*INSTRUCTION*. Arrange every line of the data below as a Markdown table with the columns Row and Line, numbering each row and omitting blank lines.

*THE INPUT*.
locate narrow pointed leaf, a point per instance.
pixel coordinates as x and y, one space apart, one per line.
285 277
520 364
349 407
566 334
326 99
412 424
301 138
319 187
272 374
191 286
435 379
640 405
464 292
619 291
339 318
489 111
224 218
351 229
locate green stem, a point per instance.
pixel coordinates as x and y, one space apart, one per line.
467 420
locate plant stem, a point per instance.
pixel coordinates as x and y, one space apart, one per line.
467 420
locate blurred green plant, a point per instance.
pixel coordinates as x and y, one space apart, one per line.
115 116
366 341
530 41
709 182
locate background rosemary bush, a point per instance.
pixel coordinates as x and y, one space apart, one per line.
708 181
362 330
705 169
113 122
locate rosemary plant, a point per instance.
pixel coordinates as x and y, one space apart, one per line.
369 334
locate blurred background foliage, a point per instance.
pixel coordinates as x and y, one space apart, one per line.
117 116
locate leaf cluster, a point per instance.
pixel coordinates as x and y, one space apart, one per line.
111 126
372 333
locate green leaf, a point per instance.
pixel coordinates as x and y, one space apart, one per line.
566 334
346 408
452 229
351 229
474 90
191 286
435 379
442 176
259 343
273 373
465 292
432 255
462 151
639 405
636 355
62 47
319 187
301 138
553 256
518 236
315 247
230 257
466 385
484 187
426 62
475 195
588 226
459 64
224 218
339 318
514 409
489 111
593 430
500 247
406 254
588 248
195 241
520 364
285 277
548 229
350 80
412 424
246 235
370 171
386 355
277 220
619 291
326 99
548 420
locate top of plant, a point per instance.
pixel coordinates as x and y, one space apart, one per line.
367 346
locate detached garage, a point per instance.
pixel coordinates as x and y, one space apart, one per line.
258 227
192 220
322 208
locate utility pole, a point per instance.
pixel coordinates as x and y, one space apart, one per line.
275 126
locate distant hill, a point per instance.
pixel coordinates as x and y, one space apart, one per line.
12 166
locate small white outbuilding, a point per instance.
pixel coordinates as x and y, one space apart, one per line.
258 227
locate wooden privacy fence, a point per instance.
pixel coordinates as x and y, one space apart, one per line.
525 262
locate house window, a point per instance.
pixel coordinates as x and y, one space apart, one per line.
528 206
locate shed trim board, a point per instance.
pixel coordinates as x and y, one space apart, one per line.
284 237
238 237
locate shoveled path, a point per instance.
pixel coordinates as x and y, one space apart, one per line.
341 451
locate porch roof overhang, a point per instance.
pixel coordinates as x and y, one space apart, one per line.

*PROBLEM SOLUTION*.
| Row | Line |
|---|---|
| 1 | locate narrow pointed leaf, a point per instance. |
| 2 | pixel coordinates as x and y, one space apart, one per line. |
| 3 | 285 277 |
| 4 | 520 364 |
| 5 | 349 407 |
| 6 | 566 334 |
| 7 | 326 99 |
| 8 | 412 424 |
| 9 | 301 138 |
| 10 | 319 187 |
| 11 | 272 374 |
| 12 | 191 286 |
| 13 | 435 379 |
| 14 | 640 405 |
| 15 | 464 292 |
| 16 | 619 291 |
| 17 | 339 318 |
| 18 | 489 111 |
| 19 | 224 218 |
| 20 | 351 229 |
| 21 | locate green stem, a point per instance. |
| 22 | pixel coordinates as x and y, one space apart, one per line. |
| 23 | 467 420 |
| 24 | locate plant stem, a point per instance. |
| 25 | pixel coordinates as x and y, one space apart, one per line. |
| 26 | 467 420 |
| 27 | locate blurred green plant, a point per instance. |
| 28 | pixel coordinates as x and y, one space apart, one per line. |
| 29 | 115 116 |
| 30 | 366 341 |
| 31 | 530 41 |
| 32 | 709 182 |
| 33 | locate background rosemary bush, a point per instance. |
| 34 | pixel coordinates as x and y, one space apart, one per line. |
| 35 | 708 181 |
| 36 | 362 330 |
| 37 | 705 169 |
| 38 | 113 122 |
| 39 | locate rosemary plant, a point per instance. |
| 40 | pixel coordinates as x and y, one space apart, one per line. |
| 41 | 369 334 |
| 42 | locate blurred background foliage, a point per instance. |
| 43 | pixel coordinates as x and y, one space apart, one per line. |
| 44 | 117 116 |
| 45 | locate leaf cluster, a point per instance. |
| 46 | pixel coordinates as x and y, one space apart, one per line. |
| 47 | 111 126 |
| 48 | 372 333 |
| 49 | locate green leaf, a point per instance. |
| 50 | pixel coordinates as x and y, one space apart, one per line. |
| 51 | 566 334 |
| 52 | 346 408 |
| 53 | 452 229 |
| 54 | 351 229 |
| 55 | 474 90 |
| 56 | 191 286 |
| 57 | 435 379 |
| 58 | 442 176 |
| 59 | 259 343 |
| 60 | 273 373 |
| 61 | 465 292 |
| 62 | 432 255 |
| 63 | 462 151 |
| 64 | 639 405 |
| 65 | 636 355 |
| 66 | 62 47 |
| 67 | 319 187 |
| 68 | 301 138 |
| 69 | 553 256 |
| 70 | 518 236 |
| 71 | 315 247 |
| 72 | 230 257 |
| 73 | 466 385 |
| 74 | 484 187 |
| 75 | 426 62 |
| 76 | 475 195 |
| 77 | 588 226 |
| 78 | 459 64 |
| 79 | 224 218 |
| 80 | 339 318 |
| 81 | 514 409 |
| 82 | 489 111 |
| 83 | 593 430 |
| 84 | 500 247 |
| 85 | 406 254 |
| 86 | 588 248 |
| 87 | 195 241 |
| 88 | 520 364 |
| 89 | 285 277 |
| 90 | 548 229 |
| 91 | 350 80 |
| 92 | 412 424 |
| 93 | 246 235 |
| 94 | 370 171 |
| 95 | 386 355 |
| 96 | 277 220 |
| 97 | 619 291 |
| 98 | 326 99 |
| 99 | 548 420 |
| 100 | locate top of plant, a point per instance. |
| 101 | pixel coordinates as x and y, one space apart, one per line. |
| 102 | 367 346 |
| 103 | locate detached garage, a point per instance. |
| 104 | pixel coordinates as x and y, one space apart, one per line. |
| 105 | 258 227 |
| 106 | 192 220 |
| 107 | 322 208 |
| 108 | locate utility pole, a point per instance. |
| 109 | pixel coordinates as x and y, one space apart, one per line. |
| 110 | 275 126 |
| 111 | locate distant hill, a point per instance. |
| 112 | pixel coordinates as x and y, one space apart, one per line. |
| 113 | 12 166 |
| 114 | locate small white outbuilding, a point per instance. |
| 115 | pixel coordinates as x and y, one space apart, one per line. |
| 116 | 258 227 |
| 117 | locate wooden privacy fence, a point per instance. |
| 118 | pixel coordinates as x and y, one space apart, one per line. |
| 119 | 525 262 |
| 120 | locate house window, a point per instance. |
| 121 | pixel coordinates as x and y, one space apart, one per line. |
| 122 | 528 206 |
| 123 | locate shed trim board, a point per instance. |
| 124 | pixel coordinates as x and y, one space apart, one per line. |
| 125 | 284 237 |
| 126 | 238 237 |
| 127 | locate shoveled path, a point per instance. |
| 128 | pixel coordinates as x and y, one space apart, one per line. |
| 129 | 341 451 |
| 130 | locate porch roof overhang, a point per instance. |
| 131 | pixel coordinates as x and y, one space apart, one per line. |